Start of SOURCE DOCUMENT

If two gigabit switches are connected using an old CAT5 (not CAT5e) cable, will they slow their connection down to 100 Mbit/s?
To answer the original question without getting too pedantic, they (the active devices/endpoints/Gigabit switches for the commenters below who got confused) will negotiate and connect at the speed they determine will pass over the wire (CAT5 cable connecting them together). You have three outcomes:
Quality CAT5 was used for the interconnect, the run was short enough and care was taken in termination (same goes for patch cables). The devices link up at 1Gbps and nobody knows the difference. You also get lucky and both devices are 1000BASE-T and were designed for CAT5 anyway.
The CAT5 cabling and termination is marginally capable of handling 1Gbps, the devices negotiate and link up at 1Gbps. Annoyance prevails as packet retries and misery come from a connection that mostly functions. In worse situations, the negotiation occurs, but the link fails and you find you have to manually lock the connections to 100Mbps till you take care of the issues.
The CAT5 installation is so marginal that the devices negotiate and connect at 100Mbps with tasty slowness, but are able to pass traffic reliably at the fallback speed.
Needless to say, scenario 2 is one you don't want.
There are 3 types of Cat5 Cables
Cat5(100MHz) Cat5e(100MHz) (uncommon) Cat5e(350MHz)
The only one that will reliably connect at 1Gbps is the Cat 5e 350Mhz. Any others would transfer at a slower rate. However, if you do get a Cat5 100Mhz to transfer at 1Gbps over a short (physically short cable) connection then you still run the risk of packet loss.

End of SOURCE DOCUMENT

BRIEF 1 >>
According to the CAT5 cable thread, which type of cable is the only one that will reliably connect at 1Gbps?
BRIEF 2 >>
Quote the CAT5 cable thread verbatim, starting at the words "The CAT5 cabling" and stopping after "Cat5e(100MHz) (uncommon) Cat5e(350MHz)".
BRIEF 3 >>
Write a continuation of the CAT5 cable thread that picks up after its final sentence.

Start of DATA EXTRACT

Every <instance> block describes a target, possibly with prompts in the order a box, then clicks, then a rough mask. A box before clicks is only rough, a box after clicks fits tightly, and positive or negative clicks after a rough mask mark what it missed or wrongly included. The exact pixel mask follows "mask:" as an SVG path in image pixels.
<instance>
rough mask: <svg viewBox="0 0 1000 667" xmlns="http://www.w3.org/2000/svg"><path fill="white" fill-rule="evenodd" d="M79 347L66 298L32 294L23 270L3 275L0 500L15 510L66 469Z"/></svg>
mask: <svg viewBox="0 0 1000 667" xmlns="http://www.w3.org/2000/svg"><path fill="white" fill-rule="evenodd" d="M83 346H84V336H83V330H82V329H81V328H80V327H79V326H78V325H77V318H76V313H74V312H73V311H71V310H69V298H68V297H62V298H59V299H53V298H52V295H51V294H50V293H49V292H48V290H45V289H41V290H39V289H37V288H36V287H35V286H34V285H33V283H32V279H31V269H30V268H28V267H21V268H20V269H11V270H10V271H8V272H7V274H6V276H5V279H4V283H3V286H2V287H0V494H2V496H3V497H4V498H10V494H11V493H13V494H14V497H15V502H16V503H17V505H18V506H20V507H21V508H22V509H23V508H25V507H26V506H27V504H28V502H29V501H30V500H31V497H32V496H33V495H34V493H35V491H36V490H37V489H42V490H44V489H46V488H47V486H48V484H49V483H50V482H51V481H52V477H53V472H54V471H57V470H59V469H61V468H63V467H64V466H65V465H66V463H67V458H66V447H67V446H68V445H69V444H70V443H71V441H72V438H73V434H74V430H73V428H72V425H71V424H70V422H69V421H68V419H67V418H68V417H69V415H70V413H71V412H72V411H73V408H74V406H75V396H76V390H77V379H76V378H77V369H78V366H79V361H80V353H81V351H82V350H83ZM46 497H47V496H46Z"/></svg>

End of DATA EXTRACT

EXERCISE ANSWER 1 >>
Cat 5e 350Mhz

EXERCISE ANSWER 2 >>
The CAT5 cabling and termination is marginally capable of handling 1Gbps, the devices negotiate and link up at 1Gbps. Annoyance prevails as packet retries and misery come from a connection that mostly functions. In worse situations, the negotiation occurs, but the link fails and you find you have to manually lock the connections to 100Mbps till you take care of the issues.
The CAT5 installation is so marginal that the devices negotiate and connect at 100Mbps with tasty slowness, but are able to pass traffic reliably at the fallback speed.
Needless to say, scenario 2 is one you don't want.
There are 3 types of Cat5 Cables
Cat5(100MHz) Cat5e(100MHz) (uncommon) Cat5e(350MHz)

EXERCISE ANSWER 3 >>
Cat5 vs Cat5e
• Network support - CAT 5 cable will support 10BASE-T and 100BASE-T network standards, that is it supports networks running at 10 Mbps or 100 Mbps. CAT 5e is an enhanced version of Cat5 that adds specifications for crosstalk (see below). Cat5e cable is completely backwards compatible with Cat5, and can be used in any application in which you would normally use Cat5 cable. However, the added specifications of Cat5e enable it to support Gigabit Ethernet (1000BASE-T), or networks running at 1000 Mbps.
• Crosstalk - Crosstalk is the "bleeding" of signals between one cable into another, due to a process called induction. This effect can result in slow network transfer speeds, and can even completely block the transfer of signals over the cable. Cat5e cable has been improved over Cat5 cable in this respect, and crosstalk has been greatly reduced.
• Bandwidth - The bandwidth of a given conveyance media is essentially it's information carrying capacity. The greater the bandwidth of a system, the faster it is able to push data across a network. Cat5 is rated at 100Mhz while Cat5e is rated at 350Mhz. This coupled with other more stringent specifications makes Cat5e ideally suited for networks which plan to operate at Gigabit Ethernet speeds.
• Bottom Line: If you plan on to implement Gigabit Ethernet, go with Cat5e. Also, the small increase in price of Cat5e over Cat5 is more than made up for by "future proofing" your network's cabling infrastructure.
Other note: if you're planning to run networking cable next to power lines and expect to get reliable 1Gbps speeds, you will want Cat6. Cat6 and Cat5e are basically the same except that Cat6 is certified to for gigabit speeds. It has better insulation of the twisted pairs and will handle running next/near power lines better.
The switches have no idea what cable is used between them. The only difference between Cat 5 and Cat 5e is that Cat 5e has stricter standards for interference between wires; there's no real difference between the actual cables, and all Cat 5e cables also comply with the Cat 5 spec).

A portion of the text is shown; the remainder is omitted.